▸ **DATA**:

* * * * *

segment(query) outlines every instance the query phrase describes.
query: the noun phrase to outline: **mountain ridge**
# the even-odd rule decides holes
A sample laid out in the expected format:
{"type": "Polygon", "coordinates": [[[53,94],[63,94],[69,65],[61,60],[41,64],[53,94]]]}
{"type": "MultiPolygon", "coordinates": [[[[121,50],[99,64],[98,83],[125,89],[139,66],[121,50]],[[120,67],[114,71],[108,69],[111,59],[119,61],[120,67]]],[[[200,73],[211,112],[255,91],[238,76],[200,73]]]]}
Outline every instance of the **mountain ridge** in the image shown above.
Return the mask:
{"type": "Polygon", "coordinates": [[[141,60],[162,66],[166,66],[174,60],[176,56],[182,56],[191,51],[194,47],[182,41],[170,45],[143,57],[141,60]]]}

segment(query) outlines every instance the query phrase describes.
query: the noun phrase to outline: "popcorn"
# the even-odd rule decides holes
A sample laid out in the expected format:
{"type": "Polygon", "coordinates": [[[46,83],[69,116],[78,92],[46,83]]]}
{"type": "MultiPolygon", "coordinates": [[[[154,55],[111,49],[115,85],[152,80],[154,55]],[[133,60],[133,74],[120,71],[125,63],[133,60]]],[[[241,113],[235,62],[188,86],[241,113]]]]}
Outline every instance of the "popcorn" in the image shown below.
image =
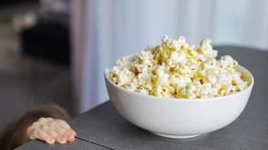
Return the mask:
{"type": "Polygon", "coordinates": [[[234,69],[237,61],[230,56],[217,61],[212,42],[205,39],[195,49],[184,37],[172,39],[164,35],[160,44],[148,46],[134,60],[121,58],[108,69],[107,77],[128,90],[171,98],[222,96],[247,88],[234,69]]]}

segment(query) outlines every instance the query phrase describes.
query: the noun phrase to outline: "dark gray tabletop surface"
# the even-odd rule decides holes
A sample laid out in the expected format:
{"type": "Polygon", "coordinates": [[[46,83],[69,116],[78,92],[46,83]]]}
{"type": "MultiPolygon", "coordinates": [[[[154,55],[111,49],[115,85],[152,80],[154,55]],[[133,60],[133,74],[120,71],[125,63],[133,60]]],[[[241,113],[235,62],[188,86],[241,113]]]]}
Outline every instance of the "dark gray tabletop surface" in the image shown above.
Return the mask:
{"type": "MultiPolygon", "coordinates": [[[[215,49],[218,56],[230,55],[248,68],[255,82],[244,111],[226,127],[191,139],[162,137],[127,122],[110,101],[78,115],[69,124],[79,137],[116,149],[268,149],[268,52],[236,46],[215,49]]],[[[35,140],[17,149],[106,149],[76,139],[52,145],[35,140]]]]}

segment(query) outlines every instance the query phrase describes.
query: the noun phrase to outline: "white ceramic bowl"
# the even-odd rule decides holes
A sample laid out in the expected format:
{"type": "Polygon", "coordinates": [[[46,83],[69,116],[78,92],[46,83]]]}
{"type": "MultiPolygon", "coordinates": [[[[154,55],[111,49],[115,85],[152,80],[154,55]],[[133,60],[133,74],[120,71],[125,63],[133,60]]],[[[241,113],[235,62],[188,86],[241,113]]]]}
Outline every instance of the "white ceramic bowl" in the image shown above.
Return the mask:
{"type": "MultiPolygon", "coordinates": [[[[132,58],[133,56],[128,58],[132,58]]],[[[245,90],[208,99],[173,99],[145,95],[127,90],[104,77],[110,100],[118,112],[133,124],[155,135],[189,138],[221,129],[242,113],[247,104],[254,78],[245,68],[236,69],[249,83],[245,90]]]]}

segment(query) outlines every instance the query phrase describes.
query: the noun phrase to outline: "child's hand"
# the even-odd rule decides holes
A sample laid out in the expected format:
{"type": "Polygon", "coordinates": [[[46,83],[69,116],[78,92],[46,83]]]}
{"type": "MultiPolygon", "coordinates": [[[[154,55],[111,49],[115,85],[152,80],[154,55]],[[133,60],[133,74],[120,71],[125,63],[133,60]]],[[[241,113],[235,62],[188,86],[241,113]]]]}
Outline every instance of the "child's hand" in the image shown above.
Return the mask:
{"type": "Polygon", "coordinates": [[[66,122],[51,118],[39,118],[27,129],[26,134],[30,139],[38,139],[48,144],[73,142],[76,136],[66,122]]]}

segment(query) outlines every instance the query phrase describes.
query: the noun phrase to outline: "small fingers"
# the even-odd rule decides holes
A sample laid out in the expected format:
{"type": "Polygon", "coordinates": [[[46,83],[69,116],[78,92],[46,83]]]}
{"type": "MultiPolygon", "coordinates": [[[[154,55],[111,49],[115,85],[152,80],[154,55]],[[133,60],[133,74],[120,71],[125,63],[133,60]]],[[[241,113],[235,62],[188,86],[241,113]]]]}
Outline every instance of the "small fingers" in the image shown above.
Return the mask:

* * * * *

▸ **TASK OBJECTIVE**: All the lines above are to be reproduced exactly, except the pictures.

▸ **TASK SOLUTION**:
segment(query) outlines every instance the query phrase describes.
query: the noun phrase to outline: **mountain ridge**
# the even-odd rule decides holes
A sample laid out in the expected format:
{"type": "Polygon", "coordinates": [[[53,94],[63,94],[69,65],[61,60],[41,64],[53,94]]]}
{"type": "MultiPolygon", "coordinates": [[[[121,50],[99,64],[98,83],[125,89],[139,66],[121,50]],[[120,67],[114,71],[108,69],[111,59],[119,61],[120,67]]],[[[200,73],[211,112],[255,91],[238,76],[200,73]]]]}
Outline every instance of the **mountain ridge** in the image shown above.
Return the mask:
{"type": "Polygon", "coordinates": [[[141,60],[162,66],[166,66],[174,60],[176,56],[182,56],[191,51],[194,47],[182,41],[170,45],[143,57],[141,60]]]}

segment(query) outlines every instance the query phrase describes.
query: the noun phrase to outline: "popcorn"
# the even-odd rule decides holes
A sample laid out in the expected format:
{"type": "Polygon", "coordinates": [[[46,83],[69,116],[78,92],[46,83]]]}
{"type": "MultiPolygon", "coordinates": [[[[154,55],[111,49],[115,85],[152,80],[154,55]],[[133,60],[133,74],[120,71],[125,63],[133,60]]],[[[241,113],[235,62],[188,86],[241,113]]]]}
Outline every instance of the "popcorn" in the image shown below.
image =
Return the mask:
{"type": "Polygon", "coordinates": [[[234,69],[237,61],[230,56],[217,61],[212,42],[205,39],[195,49],[184,37],[172,39],[164,35],[160,44],[148,46],[134,60],[121,58],[108,69],[107,77],[128,90],[171,98],[222,96],[247,88],[234,69]]]}

segment(query) outlines every instance the query phrase describes.
query: the noun phrase to outline: "dark gray tabletop surface"
# the even-odd rule decides holes
A sample laid out in the expected format:
{"type": "Polygon", "coordinates": [[[46,83],[69,116],[78,92],[46,83]]]}
{"type": "MultiPolygon", "coordinates": [[[[154,55],[111,49],[115,85],[152,80],[154,55]],[[133,60],[133,74],[120,71],[125,63],[133,60]]],[[[241,113],[235,62],[188,86],[241,113]]]]}
Outline every instance of the "dark gray tabletop surface" in the image shown above.
Return the mask:
{"type": "MultiPolygon", "coordinates": [[[[215,49],[218,56],[230,55],[248,68],[255,82],[244,111],[226,127],[191,139],[162,137],[127,122],[110,101],[78,115],[69,124],[79,137],[116,149],[268,149],[268,52],[236,46],[215,49]]],[[[35,140],[17,149],[106,149],[76,139],[52,145],[35,140]]]]}

segment(query) outlines every instance the query phrase describes.
query: the noun phrase to outline: "white ceramic bowl"
# the even-odd rule decides holes
A sample laid out in the expected format:
{"type": "Polygon", "coordinates": [[[46,83],[69,116],[78,92],[46,83]]]}
{"type": "MultiPolygon", "coordinates": [[[[154,55],[111,49],[115,85],[152,80],[154,55]],[[133,60],[133,74],[120,71],[125,63],[133,60]]],[[[241,113],[235,62],[188,86],[241,113]]]]}
Outline every instance of the "white ceramic bowl" in the image shown above.
Return the mask:
{"type": "MultiPolygon", "coordinates": [[[[132,58],[133,56],[128,58],[132,58]]],[[[245,90],[208,99],[173,99],[145,95],[127,90],[104,77],[110,100],[118,112],[133,124],[155,135],[189,138],[221,129],[242,113],[247,104],[254,78],[245,68],[236,69],[249,83],[245,90]]]]}

segment(query) outlines every instance the query phrase describes.
query: the noun phrase to outline: "child's hand"
# the even-odd rule decides holes
A sample laid out in the expected format:
{"type": "Polygon", "coordinates": [[[46,83],[69,116],[78,92],[46,83]]]}
{"type": "MultiPolygon", "coordinates": [[[[154,55],[111,49],[115,85],[152,80],[154,55]],[[133,60],[133,74],[120,71],[125,63],[133,60]]],[[[241,113],[235,62],[188,86],[241,113]]]]}
Outline every instance of the "child's hand" in the image shown above.
Return the mask:
{"type": "Polygon", "coordinates": [[[66,122],[51,118],[39,118],[27,129],[26,134],[30,139],[38,139],[48,144],[73,142],[76,136],[66,122]]]}

segment(query) outlines every instance the query phrase describes.
query: the noun phrase to outline: "small fingers"
# the even-odd rule decides holes
A sample laid out in the expected format:
{"type": "Polygon", "coordinates": [[[46,83],[69,116],[78,92],[46,83]]]}
{"type": "MultiPolygon", "coordinates": [[[[154,55],[111,49],[115,85],[152,80],[154,55]],[[133,60],[133,74],[120,71],[125,63],[133,60]]],[[[241,113],[235,62],[188,86],[241,113]]]]}
Outline every instance of the "small fingers" in the image shown above.
Return the mask:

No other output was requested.